**Task prompt**: List each line of the records below that contains the word "bird", copying those lines in full.

**Data records**:
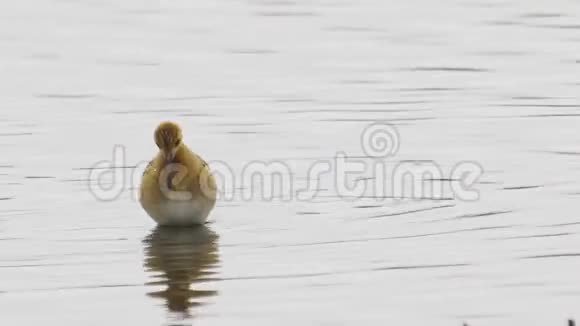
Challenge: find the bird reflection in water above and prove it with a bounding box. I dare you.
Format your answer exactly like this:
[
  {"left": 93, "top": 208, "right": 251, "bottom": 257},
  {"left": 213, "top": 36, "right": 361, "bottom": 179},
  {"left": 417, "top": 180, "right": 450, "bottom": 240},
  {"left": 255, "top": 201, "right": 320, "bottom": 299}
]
[{"left": 143, "top": 226, "right": 219, "bottom": 318}]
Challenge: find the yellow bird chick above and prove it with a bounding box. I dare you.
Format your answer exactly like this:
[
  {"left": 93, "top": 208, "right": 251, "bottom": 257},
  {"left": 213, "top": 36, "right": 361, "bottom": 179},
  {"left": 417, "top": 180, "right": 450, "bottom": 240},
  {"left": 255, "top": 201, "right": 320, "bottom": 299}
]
[{"left": 139, "top": 122, "right": 217, "bottom": 226}]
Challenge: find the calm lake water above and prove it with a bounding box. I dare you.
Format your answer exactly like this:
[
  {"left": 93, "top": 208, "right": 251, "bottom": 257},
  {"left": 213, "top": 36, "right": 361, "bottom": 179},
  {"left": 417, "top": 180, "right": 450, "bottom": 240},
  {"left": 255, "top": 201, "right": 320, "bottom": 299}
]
[{"left": 0, "top": 0, "right": 580, "bottom": 326}]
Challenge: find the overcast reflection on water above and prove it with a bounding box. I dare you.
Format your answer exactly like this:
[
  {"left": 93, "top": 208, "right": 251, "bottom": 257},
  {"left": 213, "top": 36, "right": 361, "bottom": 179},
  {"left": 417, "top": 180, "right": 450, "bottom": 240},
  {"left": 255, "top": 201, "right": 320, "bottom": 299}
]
[{"left": 143, "top": 226, "right": 219, "bottom": 319}]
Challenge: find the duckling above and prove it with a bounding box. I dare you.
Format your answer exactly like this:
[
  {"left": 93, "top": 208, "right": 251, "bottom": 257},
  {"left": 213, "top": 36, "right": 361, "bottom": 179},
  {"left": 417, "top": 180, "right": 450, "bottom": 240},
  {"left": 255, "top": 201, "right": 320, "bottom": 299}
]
[{"left": 139, "top": 121, "right": 217, "bottom": 226}]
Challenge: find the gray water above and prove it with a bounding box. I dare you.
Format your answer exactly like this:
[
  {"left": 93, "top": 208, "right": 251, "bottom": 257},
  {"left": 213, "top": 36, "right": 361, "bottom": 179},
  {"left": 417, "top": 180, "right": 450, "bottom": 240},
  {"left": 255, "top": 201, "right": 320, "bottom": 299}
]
[{"left": 0, "top": 0, "right": 580, "bottom": 326}]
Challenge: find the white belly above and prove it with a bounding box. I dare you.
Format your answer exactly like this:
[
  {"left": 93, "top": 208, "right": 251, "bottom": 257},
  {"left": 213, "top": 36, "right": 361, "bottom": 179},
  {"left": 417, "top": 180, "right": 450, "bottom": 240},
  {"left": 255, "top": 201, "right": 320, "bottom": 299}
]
[{"left": 148, "top": 200, "right": 213, "bottom": 226}]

**The output**:
Challenge: find the bird reflection in water above and prove it with a bounding box. I dare you.
Challenge: find the yellow bird chick above and prove it with a bounding box. I dare you.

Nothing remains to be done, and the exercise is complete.